Given text —
The exhibition There and Back Again brings together 26 artists from the eastern Baltic Sea region: Estonia, Latvia, Lithuania, Poland, Finland and Russia. This collection exhibition explores the themes of identity, belonging and memory through the metaphor of travel. The title, There and Back Again, refers both to physical travel and to the various internal journeys traversed by working artists.
The artworks in the exhibition reflect a time characterised by the mobility of people, goods and labour, but also by tensions between superpowers. The Soviet era with its restrictions, traumas and memories looms in the background. Many of the artists grew up in the Baltic region in the 1980s and 90s, and experienced their countries’ reindependence. Many have studied and worked outside of their homeland, some in Finland.
“The Baltic region is more news-worthy than it has been for a long time. The region’s economy and its management have played a central role, ever since the time of the commercial alliance of Hanseatic towns and all the way to the modern cities joined together by the Via Baltica. The Baltic Sea has become the object of many intersecting economic, political and cultural interests,” Museum Director Leevi Haapala writes in the exhibition catalogue.
Curators of the exhibition, Kati Kivinen and Saara Hacklin, describe the thematic core of the exhibition: the topics of travel and migration on the one hand, and issues related to identity, attachment and belonging on the other. The theme of physical and mental journeys is approached by several artists, like Flo Kasearu, Karel Koplimets or Jaan Toomik. Another reoccurring subject of the exhibition is identity. It is built out of individuals’ narratives about themselves and others. Particularly in present-day discourse, identity is no longer seen as homogeneous or permanent, but fragmented and changeable, not to mention conflicting. Identity is linked to the question of what we value; what do we dedicate ourselves to or turn to in times of need? These questions are reflected in the works of Artor Jesus Inkerö, Daria Melnikova and Jaanus Samma. Besides identity, belonging is another central concept, dealt for instance in the works of Roma Auškalnyte, Katrīna Neiburga or Jenni Yppärilä. Belonging refers simultaneously to the human experiences of attachment and kinship—the feeling that a place or community is one’s own. The theme of belonging is often linked to longing for a real or imagined location or group of people, but can conversely also be used to explore rebellion against externally set boundaries.

Data provided —
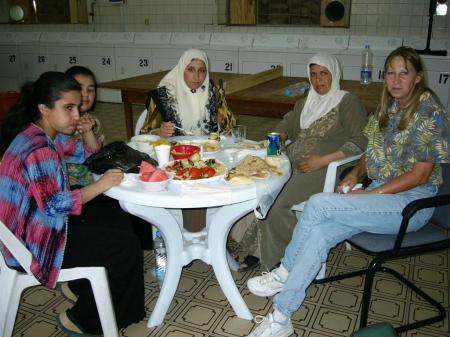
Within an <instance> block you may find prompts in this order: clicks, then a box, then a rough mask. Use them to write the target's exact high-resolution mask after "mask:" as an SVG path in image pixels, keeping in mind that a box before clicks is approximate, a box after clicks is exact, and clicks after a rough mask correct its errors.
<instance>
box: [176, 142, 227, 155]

Work task 1 —
Answer these questions from the exhibition description, one line each:
(a) How many artists does the exhibition bring together?
(b) Who writes in the exhibition catalogue that the Baltic region is more news-worthy than it has been for a long time?
(c) Which two people curated the exhibition?
Work task 2 — Translate this sentence from the exhibition description into German: "The Soviet era with its restrictions, traumas and memories looms in the background."
Work task 3 — Output the passage of the exhibition description that begins at the words "The exhibition There" and stops after the words "some in Finland.".

Exercise response 1 —
(a) 26
(b) Museum Director Leevi Haapala
(c) Kati Kivinen and Saara Hacklin

Exercise response 2 — Die Sowjetzeit mit ihren Einschränkungen, Traumata und Erinnerungen zeichnet sich im Hintergrund ab.

Exercise response 3 —
The exhibition There and Back Again brings together 26 artists from the eastern Baltic Sea region: Estonia, Latvia, Lithuania, Poland, Finland and Russia. This collection exhibition explores the themes of identity, belonging and memory through the metaphor of travel. The title, There and Back Again, refers both to physical travel and to the various internal journeys traversed by working artists.
The artworks in the exhibition reflect a time characterised by the mobility of people, goods and labour, but also by tensions between superpowers. The Soviet era with its restrictions, traumas and memories looms in the background. Many of the artists grew up in the Baltic region in the 1980s and 90s, and experienced their countries’ reindependence. Many have studied and worked outside of their homeland, some in Finland.